:: Input ::

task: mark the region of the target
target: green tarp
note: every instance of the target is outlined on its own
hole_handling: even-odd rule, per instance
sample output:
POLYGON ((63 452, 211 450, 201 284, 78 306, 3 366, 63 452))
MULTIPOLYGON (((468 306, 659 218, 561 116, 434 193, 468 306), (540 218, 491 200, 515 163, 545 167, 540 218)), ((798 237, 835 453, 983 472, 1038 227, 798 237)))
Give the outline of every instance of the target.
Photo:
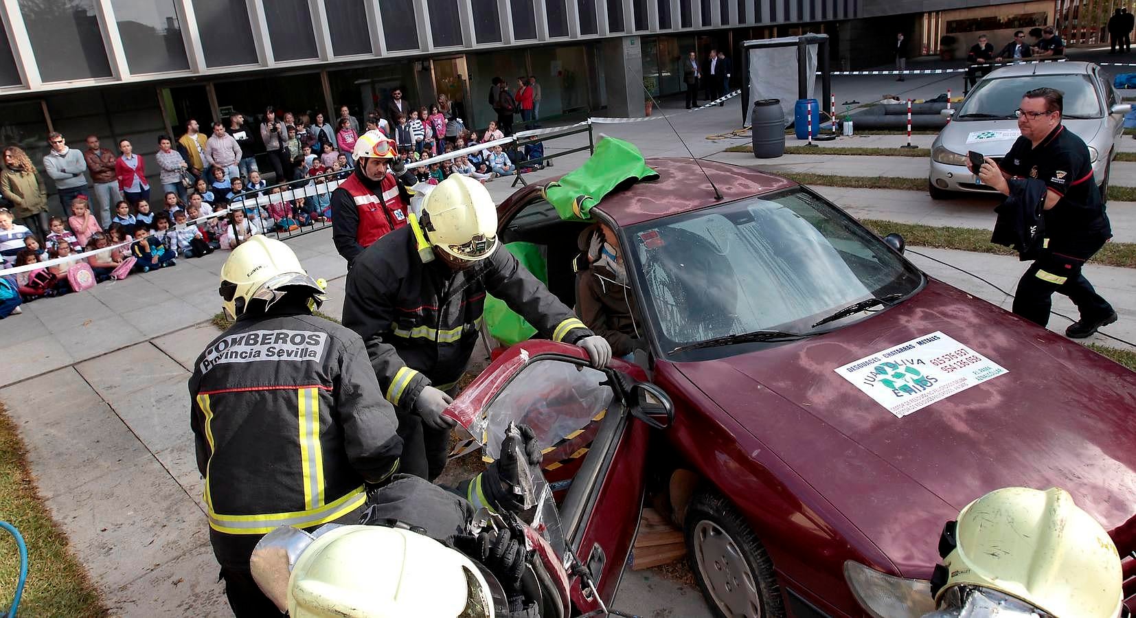
POLYGON ((595 144, 595 153, 574 172, 544 187, 544 199, 556 207, 565 220, 586 222, 588 211, 604 195, 635 182, 658 178, 646 166, 635 144, 604 137, 595 144))
MULTIPOLYGON (((531 242, 510 242, 504 248, 516 256, 517 261, 527 268, 534 277, 541 279, 545 285, 549 284, 549 268, 540 245, 531 242)), ((520 343, 536 334, 536 328, 529 325, 525 318, 515 314, 503 300, 495 299, 492 294, 485 297, 484 316, 485 324, 490 327, 490 334, 504 345, 520 343)))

:::

What you have to do =
Copy all of the data above word for word, leaving out the picture.

Solution to this task =
task: mark the region of the target
target: green tarp
note: every instance of the target is outlined on its own
hole_handling: even-odd rule, per instance
sample output:
POLYGON ((63 452, 211 450, 201 284, 78 306, 3 366, 63 452))
MULTIPOLYGON (((468 306, 659 218, 561 116, 434 193, 468 306), (540 218, 491 200, 515 163, 545 167, 540 218)), ((798 237, 835 453, 983 472, 1038 227, 798 237)))
Give the outline of every instance of the target.
Photo:
POLYGON ((595 144, 595 153, 574 172, 544 187, 544 199, 556 207, 565 220, 586 222, 588 211, 604 195, 635 182, 658 178, 646 166, 635 144, 604 137, 595 144))
MULTIPOLYGON (((531 242, 510 242, 504 248, 516 256, 517 261, 527 268, 534 277, 541 279, 545 285, 549 284, 549 268, 540 245, 531 242)), ((520 343, 536 334, 536 328, 529 325, 525 318, 515 314, 503 300, 495 299, 492 294, 485 297, 484 316, 485 324, 490 327, 490 334, 504 345, 520 343)))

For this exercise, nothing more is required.